> EXCERPTED RECORDS
=====
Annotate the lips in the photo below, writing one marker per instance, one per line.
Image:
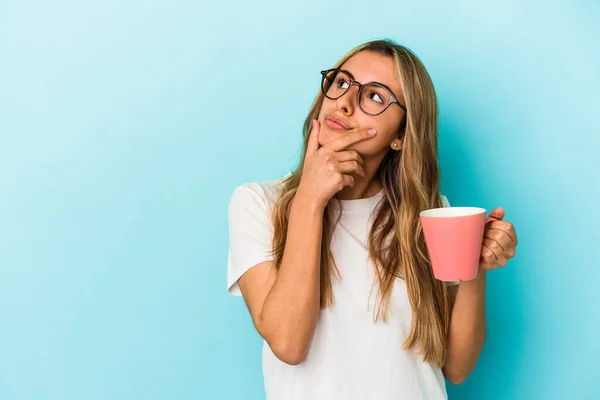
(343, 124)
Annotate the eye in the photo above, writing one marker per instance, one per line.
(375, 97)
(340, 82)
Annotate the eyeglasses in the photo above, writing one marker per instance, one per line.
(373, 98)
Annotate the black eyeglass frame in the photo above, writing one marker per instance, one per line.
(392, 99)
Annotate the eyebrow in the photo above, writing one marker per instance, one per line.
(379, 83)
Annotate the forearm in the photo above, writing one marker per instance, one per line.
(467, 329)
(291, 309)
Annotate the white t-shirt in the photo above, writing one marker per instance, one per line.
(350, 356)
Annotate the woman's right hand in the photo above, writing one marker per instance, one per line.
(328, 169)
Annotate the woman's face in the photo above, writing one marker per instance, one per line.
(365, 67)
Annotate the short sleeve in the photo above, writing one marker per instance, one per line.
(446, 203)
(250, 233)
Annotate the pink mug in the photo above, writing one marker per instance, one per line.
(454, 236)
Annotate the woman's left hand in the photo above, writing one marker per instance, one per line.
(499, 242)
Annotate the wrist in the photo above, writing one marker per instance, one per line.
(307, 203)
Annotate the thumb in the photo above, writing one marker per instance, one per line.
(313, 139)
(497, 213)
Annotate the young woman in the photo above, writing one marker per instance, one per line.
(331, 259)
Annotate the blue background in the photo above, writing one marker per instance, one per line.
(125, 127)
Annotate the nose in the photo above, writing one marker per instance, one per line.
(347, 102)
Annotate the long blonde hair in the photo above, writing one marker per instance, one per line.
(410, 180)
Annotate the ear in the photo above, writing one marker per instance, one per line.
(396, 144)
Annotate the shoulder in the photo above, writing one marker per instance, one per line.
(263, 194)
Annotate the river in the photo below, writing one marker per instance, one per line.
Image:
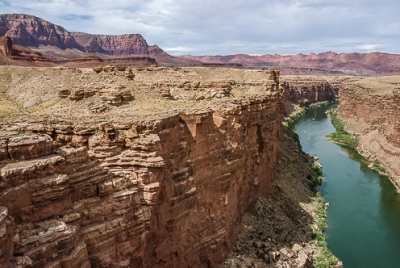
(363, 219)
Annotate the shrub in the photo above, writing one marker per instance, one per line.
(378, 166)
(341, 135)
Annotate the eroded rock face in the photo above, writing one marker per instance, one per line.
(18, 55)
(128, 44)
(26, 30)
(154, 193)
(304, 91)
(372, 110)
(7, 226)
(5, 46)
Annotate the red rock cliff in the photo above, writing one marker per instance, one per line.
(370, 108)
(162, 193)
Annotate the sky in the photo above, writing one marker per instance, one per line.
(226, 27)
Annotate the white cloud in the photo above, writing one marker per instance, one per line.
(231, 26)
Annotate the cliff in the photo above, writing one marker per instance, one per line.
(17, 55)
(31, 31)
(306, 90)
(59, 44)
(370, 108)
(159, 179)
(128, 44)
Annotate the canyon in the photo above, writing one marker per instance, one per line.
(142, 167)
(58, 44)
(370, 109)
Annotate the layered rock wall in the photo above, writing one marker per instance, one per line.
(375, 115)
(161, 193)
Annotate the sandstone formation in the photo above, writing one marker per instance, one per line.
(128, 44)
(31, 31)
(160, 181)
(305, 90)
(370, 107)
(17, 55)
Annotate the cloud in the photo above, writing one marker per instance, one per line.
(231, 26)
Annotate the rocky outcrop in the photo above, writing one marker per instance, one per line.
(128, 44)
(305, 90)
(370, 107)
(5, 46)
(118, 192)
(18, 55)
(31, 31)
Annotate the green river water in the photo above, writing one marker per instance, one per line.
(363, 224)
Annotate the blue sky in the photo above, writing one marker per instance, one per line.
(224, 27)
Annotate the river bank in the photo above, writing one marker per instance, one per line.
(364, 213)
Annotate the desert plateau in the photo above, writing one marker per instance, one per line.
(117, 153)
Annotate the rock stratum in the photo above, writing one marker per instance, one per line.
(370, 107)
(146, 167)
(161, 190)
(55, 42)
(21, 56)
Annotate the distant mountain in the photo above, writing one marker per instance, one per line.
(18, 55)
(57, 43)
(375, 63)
=====
> PROMPT
Copy all the records above exactly, but leave out the pictures.

> RESULT
Annotate the lips in the photo below, writing one marker per instance, one per line.
Image:
(343, 124)
Annotate the eye in the photo above, writing one marker per instance, one per line.
(375, 97)
(340, 82)
Annotate the eyeglasses in the photo above, writing one marker per instance, one per line.
(373, 98)
Annotate the black eyeglass frame in the photo above, writing one marker per instance, one per line.
(392, 99)
Annotate the eyebrow in the photo above, writing one marker per instance, one per line.
(379, 83)
Annotate the forearm in the photo above, writing one marker per instance, one per line.
(467, 329)
(291, 309)
Annotate the white t-shirt in the photo above, writing one marker per instance, one per line.
(350, 356)
Annotate the woman's right hand in the photo above, writing one marker per instance, one per line.
(328, 169)
Annotate the woman's face in the photo above, writing one marker per instance, one per line.
(365, 67)
Annotate the short sleeve in the photo above, writing one marker per instance, one per line.
(446, 203)
(250, 233)
Annotate the pink mug in the photo above, writing one marker per instance, one per line.
(454, 236)
Annotate the woman's left hand in the photo above, writing one marker per instance, one per line.
(499, 242)
Annotate the wrist in the photo above, writing one marker per instance, one per line.
(307, 203)
Annotate the thumb in the photo above, writing one marker per instance, one per line.
(313, 139)
(497, 213)
Annotate the young woman in the photo above, writing one marker per instance, one per line.
(331, 259)
Annotate the blue background in the photo above, writing one marker per instance, one per line.
(125, 127)
Annotate the nose in the photo above, writing one marker per instance, one per line.
(347, 102)
Annotate the long blonde hair in the photo above, writing one marker per instance, one per line.
(410, 180)
Annotate the ear in the photo above, writing one marker per instance, one per line.
(396, 144)
Annotate the shoulder in the photo above, writing one marker per instance, one per line.
(263, 194)
Annotate the river in the photo below, writing one marker per instance, one per line.
Image:
(363, 219)
Annotate the shrub in the photo above, writing one marker per instance, one per line.
(378, 166)
(341, 135)
Annotate the eroded rock face in the photo above, writing one marker per instance, one per line.
(18, 55)
(128, 44)
(26, 30)
(154, 193)
(304, 91)
(372, 110)
(7, 226)
(5, 46)
Annotate the red rock cliff in the photo above, writing one marker per instance, one per line.
(370, 108)
(162, 193)
Annotate the sky in the photo above, writing one marker per instance, one per line.
(226, 27)
Annotate the white cloud in the photo above, writing one marker per instance, one per line.
(231, 26)
Annotate the cliff in the photo above, writing one marker per instance, one per line.
(17, 55)
(31, 31)
(306, 90)
(59, 44)
(370, 108)
(159, 179)
(128, 44)
Annotate the canyon in the photo above, writing one marker per instance, one per line.
(142, 167)
(58, 44)
(370, 109)
Annotate the layered rock wall in the photo above, writing one marker per instance, one per line.
(375, 115)
(161, 193)
Annotate the sandstone formation in the photo above, writing one marker per instance, one per line.
(128, 44)
(31, 31)
(160, 181)
(305, 90)
(370, 107)
(17, 55)
Annotate the cloud in the photo above, writing one marker per instance, one per line.
(231, 26)
Annotate the rocky outcrop in the photo above, writing one marker per instance, one per line.
(128, 44)
(305, 90)
(370, 107)
(5, 46)
(118, 192)
(18, 55)
(31, 31)
Annotate the green river water in the photo above, writing one marker per instance, one per line.
(363, 224)
Annotate the blue sky in the photo above, writing one marker per instance, one per line.
(224, 27)
Annotate the river bank in the photo above, writing one marker per instance, one per line.
(364, 213)
Annotate the desert plateau in the photo above, writing one marker per instance, one per line.
(117, 153)
Annotate the rock stratum in the photo above, writing one marker per instance, one per line.
(370, 107)
(146, 167)
(161, 190)
(55, 42)
(21, 56)
Annotate the distant mountain in the photo above, writing one marker per instance, one per line.
(18, 55)
(57, 43)
(375, 63)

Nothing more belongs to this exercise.